Study text:
2nd Mayor of Rajshahi
- In office 16 April 1990 – 6 November 1990
- Preceded by: M. Abdul Hadi
- Succeeded by: Mesbah Uddin Ahmmed

Member of Parliament for Rajshahi-1
- In office 1988–1990
- Preceded by: Mujibur Rahman
- Succeeded by: Aminul Haque

Personal details
- Born: June 1955 Shibganj, Chapai Nawabganj, Rajshahi, East Pakistan
- Died: 3 February 2020 (aged 64) Square Hospital, Dhaka, Bangladesh
- Party: Jatiya Party (Ershad)

= Durul Huda =

Bangladeshi politician (1955–2020)

Durul Huda (June 1955 – 3 February 2020) was a Bangladeshi freedom fighter and politician belonging to Jatiya Party. He was a member of the Jatiya Sangsad. He was also the mayor of Rajshahi City Corporation.

==Biography==
Huda was born in June 1955 at Mollatola in Shibganj of Chapai Nawabganj. He took part in the Liberation War of Bangladesh in 1971.

Huda was elected as a member of the Jatiya Sangsad from Rajshahi-1 in 1988. He was the mayor of Rajshahi City Corporation from 16 April 1990 to 6 November 1990. His mayoral post was equivalent to the status of deputy minister. He was also the chairman of Rajshahi Zilla Parishad.

Huda died on 3 February 2020 at Square Hospital in Dhaka at the age of 64.

Entries shown:
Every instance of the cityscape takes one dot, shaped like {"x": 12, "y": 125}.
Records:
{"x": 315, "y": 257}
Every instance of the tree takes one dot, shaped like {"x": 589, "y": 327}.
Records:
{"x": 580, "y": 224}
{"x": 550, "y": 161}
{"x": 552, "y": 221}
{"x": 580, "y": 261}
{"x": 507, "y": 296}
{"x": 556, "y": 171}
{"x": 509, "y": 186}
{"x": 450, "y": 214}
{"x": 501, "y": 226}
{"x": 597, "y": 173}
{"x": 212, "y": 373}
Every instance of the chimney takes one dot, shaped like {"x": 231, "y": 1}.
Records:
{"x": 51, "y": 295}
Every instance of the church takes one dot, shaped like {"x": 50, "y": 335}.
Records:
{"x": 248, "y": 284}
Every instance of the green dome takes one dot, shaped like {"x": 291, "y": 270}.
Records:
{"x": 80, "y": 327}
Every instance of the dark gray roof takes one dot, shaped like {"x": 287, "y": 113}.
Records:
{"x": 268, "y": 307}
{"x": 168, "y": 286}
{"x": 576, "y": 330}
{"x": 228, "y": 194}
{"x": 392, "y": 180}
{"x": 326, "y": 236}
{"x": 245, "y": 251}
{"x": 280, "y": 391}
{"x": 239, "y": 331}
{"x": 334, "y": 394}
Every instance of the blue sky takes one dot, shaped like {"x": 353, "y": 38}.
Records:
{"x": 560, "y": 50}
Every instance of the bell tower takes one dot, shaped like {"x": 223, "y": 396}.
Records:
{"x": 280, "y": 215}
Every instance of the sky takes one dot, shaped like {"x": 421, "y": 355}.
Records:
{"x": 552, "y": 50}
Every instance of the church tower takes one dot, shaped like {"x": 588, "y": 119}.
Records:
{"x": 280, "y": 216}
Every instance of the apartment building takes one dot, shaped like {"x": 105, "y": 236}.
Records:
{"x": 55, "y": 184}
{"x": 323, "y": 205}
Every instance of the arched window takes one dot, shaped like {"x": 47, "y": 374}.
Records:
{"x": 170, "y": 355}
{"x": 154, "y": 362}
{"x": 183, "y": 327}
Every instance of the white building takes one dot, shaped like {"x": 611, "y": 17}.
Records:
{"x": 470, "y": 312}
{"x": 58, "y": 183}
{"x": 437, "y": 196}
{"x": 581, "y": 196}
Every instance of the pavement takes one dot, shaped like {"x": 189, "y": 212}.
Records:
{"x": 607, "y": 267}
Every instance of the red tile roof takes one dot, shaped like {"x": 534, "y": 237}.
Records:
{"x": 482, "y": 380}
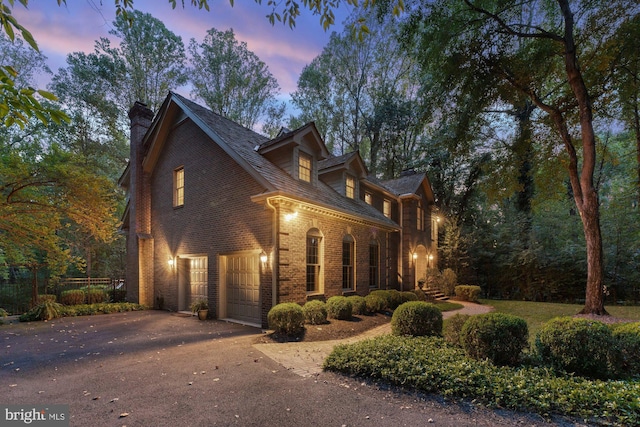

What this exercise asks:
1. Echo the Durul Huda biography word for word, starting at "Member of Parliament" and ending at "Jatiya Party (Ershad)".
2. Summarize the Durul Huda biography in two sentences.
3. According to the Durul Huda biography, what status was Huda's mayoral post equivalent to?

Results of the exercise:
1.
Member of Parliament for Rajshahi-1
- In office 1988–1990
- Preceded by: Mujibur Rahman
- Succeeded by: Aminul Haque

Personal details
- Born: June 1955 Shibganj, Chapai Nawabganj, Rajshahi, East Pakistan
- Died: 3 February 2020 (aged 64) Square Hospital, Dhaka, Bangladesh
- Party: Jatiya Party (Ershad)

2. Durul Huda (1955–2020) was a Bangladeshi freedom fighter who took part in the 1971 Liberation War and later became a Jatiya Party politician, elected to the Jatiya Sangsad from Rajshahi-1 in 1988. He was mayor of Rajshahi City Corporation from 16 April to 6 November 1990 and also chaired Rajshahi Zilla Parishad, and he died at Square Hospital in Dhaka on 3 February 2020.

3. It was equivalent to the status of deputy minister.